## Stated goal
Could you revise the hiking lessons below by giving them again between "1. A local guide, no" and "very very painful .", inclusive, with "city slicker" changed to "weekend hiker"?

## Passage given
-=-=-

Lessons from a Misbegotten Mountain Dayhike [Mt. Batolusong/Mapatag Plateau, Tanay Rizal, July 2013]

mapatag plateau

(Mapatag Plateau)

  1. A local guide, no matter how frail-looking, is always stronger and hardier than you.
  2. There seems to be  nationwide conspiracy among mountain guides to grossly underestimate the time required to reach the summit of a mountain.
  3. Time is relative, even in the mountains. The 30 minutes of a guide may actually be an hour and a half for a city slicker.
  4. When looking at PinoyMountaineer’s rating scales, do not be presumptuous and assume you are as fit as Dr. Gideon Lasco.
  5. When hiking a relatively new trail, expect talahib to cover the path
  6. When talahib covers the mountain path, expect cuts on the exposed portions of your arms.
  7. Talahib cuts can be very very painful .
  8. Do not make the mistake of assuming that there would be softdrink stalls along the path of every mountain.

-=-=-

## Data lines
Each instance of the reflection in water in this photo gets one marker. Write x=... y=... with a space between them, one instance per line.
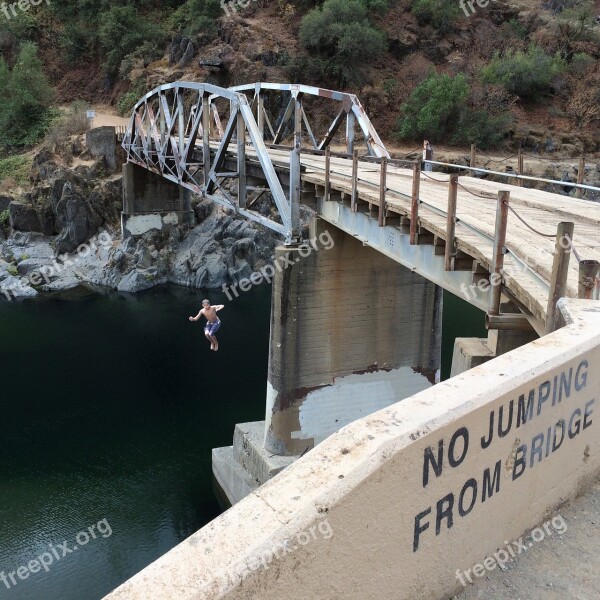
x=111 y=405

-=-=-

## Written solution
1. A local guide, no matter how frail-looking, is always stronger and hardier than you.
  2. There seems to be  nationwide conspiracy among mountain guides to grossly underestimate the time required to reach the summit of a mountain.
  3. Time is relative, even in the mountains. The 30 minutes of a guide may actually be an hour and a half for a weekend hiker.
  4. When looking at PinoyMountaineer’s rating scales, do not be presumptuous and assume you are as fit as Dr. Gideon Lasco.
  5. When hiking a relatively new trail, expect talahib to cover the path
  6. When talahib covers the mountain path, expect cuts on the exposed portions of your arms.
  7. Talahib cuts can be very very painful .